▸ **SUPPLIED TEXT**
>> begin

A crow would have carried the babies off too. Maybe a Jay because the babies would have been to heavy for a Jay to carry off. You would have noticed a lot of pecking, tearing kind of wounds.

My guess would be a bird of prey.

Now that whatever killed them knows there is the potential to find food there. They will return.
It's so sad. I'm really sorry.


----------



## spirit wings (Mar 29, 2008)

svenesaes said:


> Hi everyone,
> 
> I have a mating pair of feral pigeons who nested in an empty flower pot on the sill outside my bedroom window. This is on the 2nd floor of a fire escape in Manhattan. There were two squabs, I would guess about 7-10 days old? I only discovered the family there several days ago.
> This morning I awoke and found that the chicks were both dead, freshly killed, just next to the nest site on the escape. One was just a small pile of entrails (sorry for the disgusting details but I'm hoping this may help to ID the predator), the other was partially torn open/punctured but mostly uneaten.
> ...


I think you're guesses are right. Iam not sure how to prevent it again as the birds you mentioned are really smart and probalby come back to the nest if they see it has something they want in there.. If the pair use the space again you can give them fake eggs to sit or just take the eggs and nest away and hope they find a different place where they can't be found out by this predator.


----------



## svenesaes (Apr 29, 2012)

Thank you both for the replies. Sounds as if there is not much I can do except remove the flowerpot so they do not use the nest again. I harbored a dream that I could still witness another brood live to maturity but would never want to run the risk of the horror of today reoccurring.
If anyone else has any other thoughts or suggestions, I'd appreciate them. This is a wonderful resource and bless you all for your knowledge and caring.


----------



## spirit wings (Mar 29, 2008)

>> end

▸ **EXTRACTED DATA**
>> begin

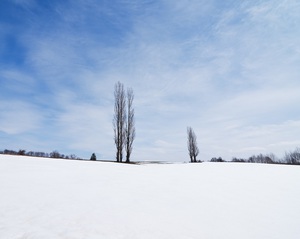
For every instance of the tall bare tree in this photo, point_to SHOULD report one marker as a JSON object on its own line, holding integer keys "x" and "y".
{"x": 192, "y": 144}
{"x": 130, "y": 125}
{"x": 119, "y": 120}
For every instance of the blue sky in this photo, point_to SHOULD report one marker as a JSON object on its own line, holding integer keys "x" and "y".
{"x": 229, "y": 69}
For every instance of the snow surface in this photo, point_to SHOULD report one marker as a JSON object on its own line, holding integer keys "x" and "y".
{"x": 66, "y": 199}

>> end

▸ **OBJECTIVES**
(A) In the pigeon thread, where did the pair of feral pigeons build their nest?
(B) Change the stretch of the pigeon thread from "A crow would" through "I'm really sorry." by putting "raven" in place of "crow", and write out the revised stretch.
(C) Take the forum thread about the dead pigeon squabs further, writing on from the point where it stops.
The listing is separate material and has no connection to the pigeon thread.

▸ **PER-TASK ANSWERS**
(A) In an empty flower pot on the sill outside the bedroom window, on the 2nd floor of a fire escape in Manhattan.

(B)
A raven would have carried the babies off too. Maybe a Jay because the babies would have been to heavy for a Jay to carry off. You would have noticed a lot of pecking, tearing kind of wounds.

My guess would be a bird of prey.

Now that whatever killed them knows there is the potential to find food there. They will return.
It's so sad. I'm really sorry.

(C)
svenesaes said:


> Thank you both for the replies. Sounds as if there is not much I can do except remove the flowerpot so they do not use the nest again. I harbored a dream that I could still witness another brood live to maturity but would never want to run the risk of the horror of today reoccurring.
> If anyone else has any other thoughts or suggestions, I'd appreciate them. This is a wonderful resource and bless you all for your knowledge and caring.


"Horror" of mother nature can be pretty gross, ,even with you're background in animal health ,science it must of been pretty disapointing.


----------



## Jaye (Mar 13, 2008)

It could also have been a hawk, if that wasn't already mentioned. Hawks and falcons are present in NYC. A smaller species of these would kill and try to eat at the kill site, as they could not carry off the dead body...

The only thing you could conceivably do would be to build them a safer enclosure, move the pot more out of direct view, etc; but the question becomes whether the Parents would then be scared off. I have somewhat successfully done this in the past, and had it rodent-proofed and to a lesser degree hawk-deterred (something which one can never fully achieve) but it does take some vigilance and effort.

I am sorry to hear this...I hate stories like that, actually.


----------



## Chitee&Pumba (Apr 26, 2012)

Probably a Peregrine Falcon... they are pretty common there..


----------



## Woodnative (Jul 4, 2010)

If the nest was enclosed........e.g. with a "roof" over it.........perhaps a box like structure opened on the side..........perhaps it would be less visible to aerial predators. I would certainly let them try nesting again....it will be a couple of weeks by the time they lay new eggs and the eggs hatch.


----------



## Jaye (Mar 13, 2008)

Chitee&Pumba said:


> Probably a Peregrine Falcon... they are pretty common there..


That would be a good bet if it was a bird of prey....small ones, like pergerines or coopers or sparrowhawks, kill like that.



Woodnative said:


> If the nest was enclosed........e.g. with a "roof" over it.........perhaps a box like structure opened on the side..........perhaps it would be less visible to aerial predators. I would certainly let them try nesting again....it will be a couple of weeks by the time they lay new eggs and the eggs hatch.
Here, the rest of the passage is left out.